● **Article**
Shantayanan Devarajan, Chief Economist of the World Bank’s Middle East and North Africa Region, delivered a CIRS Focused Discussion on “How the Arab World Can Benefit from Low Oil Prices” on March 24, 2016, in which he proposed that the widespread concern about plummeting oil prices, particularly among rentier states, is not a predicament to be solved, but an opportunity to be harnessed.
Devarajan highlighted four key problems facing the Arab world today. The first of these is that the region has the highest unemployment rates in the developing world, a figure that reflects the systematic exclusion of women and young people from the labor market. The second problem is the lack of economic diversification, and especially in the case of the Gulf Cooperation Council (GCC) states, concentration on the exports of a single commodity, whether oil or gas. Made more visible by the events of the Arab uprisings, the third problem includes the poor quality of public services, such as the widespread lack of sustained electricity and sanitation in many Arab countries. The final problem concerns the high volatility of already declining average growth rates for countries such as Egypt.
All of these issues, he argued, are intimately connected with the prevalent policies decision-makers have implemented across the Arab world in recent times. Devarajan identified and discussed three key adverse policies. The first concerns a variety of policies that have led to the non-optimal use of public resources, whether deliberately or inadvertently. The second adverse policy involves the high proportion of civil servants in the labor force, making the ratio of public to private sector workers in the MENA region the highest in the world. In Kuwait, for instance, 95 percent of the male labor force works in the public sector. Exemplifying the high levels of volatility in the region, the third policy underscores the pro-cyclical strategies that allow countries to enter into an expansionary mode when oil prices are up, often with the risk of debt, and contraction when prices drop.
Devarajan emphasized the connection between poor policymaking initiatives and the four major problems facing the Arab world. As an example, he examined the impact of fuel subsidies on energy-intensive industries, arguing that the persistent subsidizing of these large, old, and capital intensive firms hinders these small firms from growing, ultimately affecting the labor market and precluding employment growth. Young and small firms, on the other hand, which do create jobs through growth and expansion, are associated with non-energy-intensive firms. Thus, unemployment in many Arab countries can be partially, but not exclusively, attributed to energy subsidies. Similarly, the policy of Arab countries maintaining a large civil service has the effect of crowding out the private sector. The relatively more stable working conditions for those employed in the public sector, in both oil importing and exporting countries, discourages nationals from working in the private sector, thus limiting overall economic growth.
These examples, Devarajan noted, constitute the “bad news.” However, the “good news” has been steadily taking shape since the price of oil fell in 2014-15 when the region began witnessing remarkable systematic investments in energy subsidy reforms by oil importers and exporters alike. “The UAE, basically, has eliminated its fuel subsidies,” Kuwait, Morocco, Jordan, and Egypt have followed suit, and “Lebanon has addressed its water subsidies,” leading to a positive environment of policy reform. In the civil service sector of many Arab countries, partial reforms are being undertaken, where governments are cutting back on civil service wages, benefits, and wasteful expenditures. Underpublicized are also efforts by some of these countries to improve energy efficiency, including investing in renewables. Owing to recent subsidy reforms, and by association, the drop in oil prices, oil-dependent countries are unexpectedly moving towards renewables, even faster than some European countries, thus making a larger contribution to the mitigation of global climate change. In contrast to times of stability, therefore, low oil prices allow for the formation of political coalitions necessary to pursue a variety of political and economic reforms. The reason for these changes, Devarajan explained, is budgetary pressure. “It is actually the right thing to do even if there were no budgetary pressures. This is something that should have been done a long time ago if you wanted to solve these problems of unemployment and poor quality services.”

● **Region labeling entries**
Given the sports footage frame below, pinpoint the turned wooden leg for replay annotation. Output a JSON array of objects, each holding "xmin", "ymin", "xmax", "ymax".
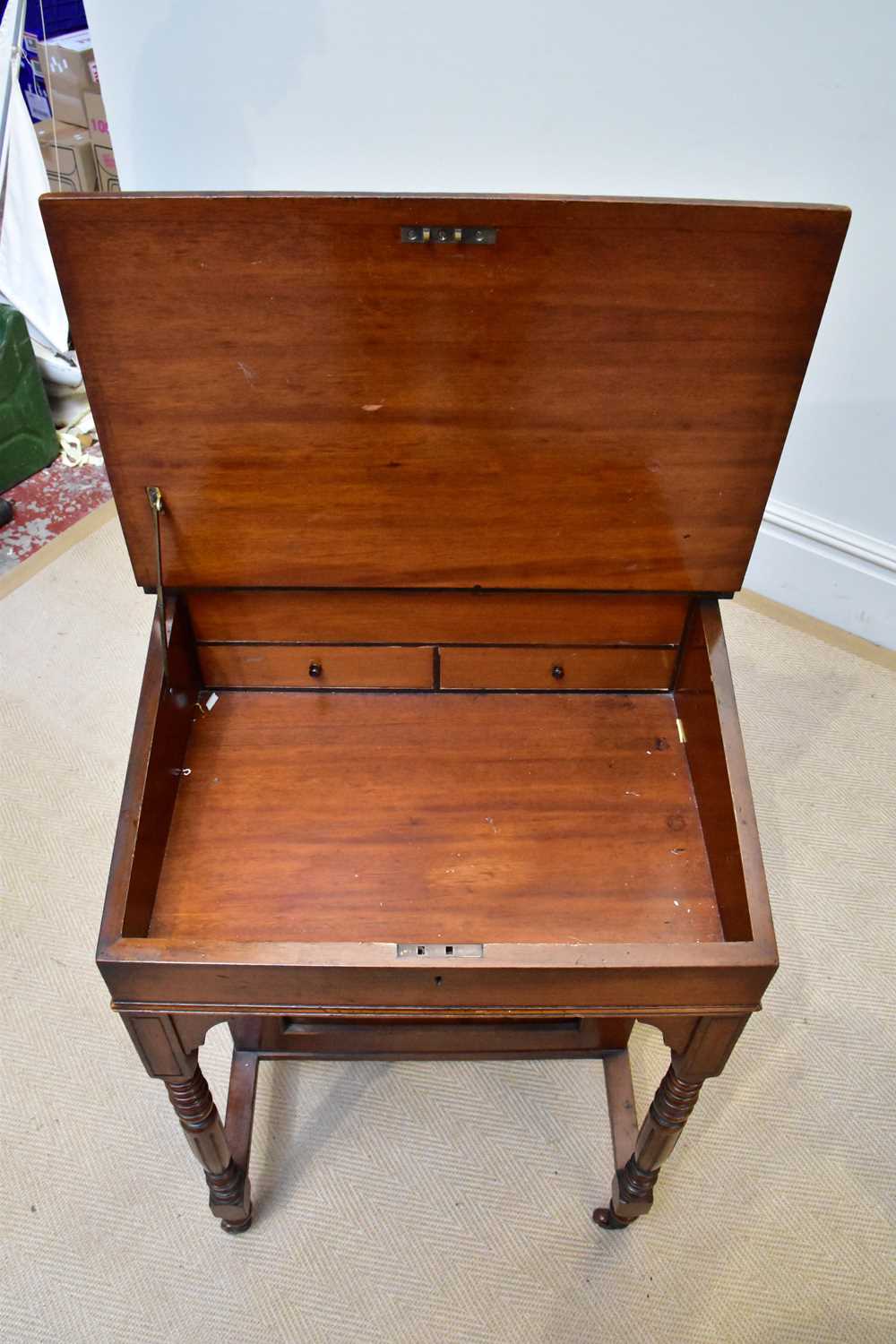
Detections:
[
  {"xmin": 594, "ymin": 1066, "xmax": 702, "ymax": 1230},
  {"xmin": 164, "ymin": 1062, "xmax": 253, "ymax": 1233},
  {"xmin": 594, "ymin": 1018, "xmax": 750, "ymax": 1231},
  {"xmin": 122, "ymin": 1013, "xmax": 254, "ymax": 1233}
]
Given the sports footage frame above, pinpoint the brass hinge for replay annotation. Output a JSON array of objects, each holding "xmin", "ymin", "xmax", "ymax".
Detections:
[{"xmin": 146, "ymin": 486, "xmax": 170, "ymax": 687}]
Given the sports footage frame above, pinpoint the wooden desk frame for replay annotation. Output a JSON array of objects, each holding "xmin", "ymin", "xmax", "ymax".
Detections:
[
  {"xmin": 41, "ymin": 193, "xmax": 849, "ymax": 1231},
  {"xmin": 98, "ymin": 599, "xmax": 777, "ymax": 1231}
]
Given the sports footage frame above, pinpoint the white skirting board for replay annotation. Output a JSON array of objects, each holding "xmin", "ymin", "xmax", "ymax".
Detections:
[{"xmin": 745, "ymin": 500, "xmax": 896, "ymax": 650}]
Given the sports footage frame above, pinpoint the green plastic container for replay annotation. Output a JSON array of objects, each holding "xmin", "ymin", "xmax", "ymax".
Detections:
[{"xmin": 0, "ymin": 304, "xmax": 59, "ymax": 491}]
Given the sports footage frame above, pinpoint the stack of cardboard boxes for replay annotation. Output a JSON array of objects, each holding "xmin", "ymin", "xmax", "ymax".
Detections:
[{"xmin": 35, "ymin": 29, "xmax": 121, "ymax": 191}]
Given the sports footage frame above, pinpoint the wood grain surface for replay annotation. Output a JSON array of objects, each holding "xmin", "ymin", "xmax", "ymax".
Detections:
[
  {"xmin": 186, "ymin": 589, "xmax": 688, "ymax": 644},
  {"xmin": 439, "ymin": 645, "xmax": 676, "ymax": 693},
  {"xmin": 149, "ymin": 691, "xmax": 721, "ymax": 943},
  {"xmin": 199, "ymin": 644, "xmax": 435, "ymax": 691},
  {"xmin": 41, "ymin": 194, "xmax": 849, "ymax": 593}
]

==

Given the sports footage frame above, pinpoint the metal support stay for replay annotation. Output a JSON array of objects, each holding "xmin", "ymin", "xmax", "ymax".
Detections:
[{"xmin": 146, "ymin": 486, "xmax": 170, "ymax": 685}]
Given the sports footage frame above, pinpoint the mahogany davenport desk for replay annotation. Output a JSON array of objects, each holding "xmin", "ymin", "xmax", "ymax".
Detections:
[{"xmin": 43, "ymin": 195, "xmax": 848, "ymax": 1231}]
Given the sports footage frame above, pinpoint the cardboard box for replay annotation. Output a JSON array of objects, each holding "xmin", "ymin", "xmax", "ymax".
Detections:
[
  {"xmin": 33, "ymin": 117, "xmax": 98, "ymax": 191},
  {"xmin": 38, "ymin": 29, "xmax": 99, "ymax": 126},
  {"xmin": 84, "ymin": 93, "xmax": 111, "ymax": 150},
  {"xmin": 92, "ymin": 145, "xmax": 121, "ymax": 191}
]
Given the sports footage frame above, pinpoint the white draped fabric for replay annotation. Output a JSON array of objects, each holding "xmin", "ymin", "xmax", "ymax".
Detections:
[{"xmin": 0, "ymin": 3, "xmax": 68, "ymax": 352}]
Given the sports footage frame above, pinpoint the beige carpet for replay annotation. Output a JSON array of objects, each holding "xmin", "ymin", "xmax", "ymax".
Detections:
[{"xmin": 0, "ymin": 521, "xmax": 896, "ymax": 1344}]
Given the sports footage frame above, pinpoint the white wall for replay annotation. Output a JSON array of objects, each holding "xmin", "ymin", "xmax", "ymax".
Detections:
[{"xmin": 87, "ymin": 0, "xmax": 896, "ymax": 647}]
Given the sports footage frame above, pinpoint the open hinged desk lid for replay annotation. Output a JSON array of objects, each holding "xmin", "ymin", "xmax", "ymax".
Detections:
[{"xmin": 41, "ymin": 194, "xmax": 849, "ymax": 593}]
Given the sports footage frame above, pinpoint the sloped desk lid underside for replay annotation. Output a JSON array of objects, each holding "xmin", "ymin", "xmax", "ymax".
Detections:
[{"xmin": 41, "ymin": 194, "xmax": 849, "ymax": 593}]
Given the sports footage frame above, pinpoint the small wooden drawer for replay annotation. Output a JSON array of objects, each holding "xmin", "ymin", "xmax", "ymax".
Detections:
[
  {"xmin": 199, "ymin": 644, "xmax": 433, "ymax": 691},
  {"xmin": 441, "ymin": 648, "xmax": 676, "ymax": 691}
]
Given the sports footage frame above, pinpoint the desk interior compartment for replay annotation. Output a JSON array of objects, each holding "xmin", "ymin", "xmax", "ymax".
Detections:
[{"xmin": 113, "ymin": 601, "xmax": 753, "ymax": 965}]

● **Problem to solve**
Can you copy the oil prices article above word for word, from "All of these" to "when prices drop."?

● **Exercise output**
All of these issues, he argued, are intimately connected with the prevalent policies decision-makers have implemented across the Arab world in recent times. Devarajan identified and discussed three key adverse policies. The first concerns a variety of policies that have led to the non-optimal use of public resources, whether deliberately or inadvertently. The second adverse policy involves the high proportion of civil servants in the labor force, making the ratio of public to private sector workers in the MENA region the highest in the world. In Kuwait, for instance, 95 percent of the male labor force works in the public sector. Exemplifying the high levels of volatility in the region, the third policy underscores the pro-cyclical strategies that allow countries to enter into an expansionary mode when oil prices are up, often with the risk of debt, and contraction when prices drop.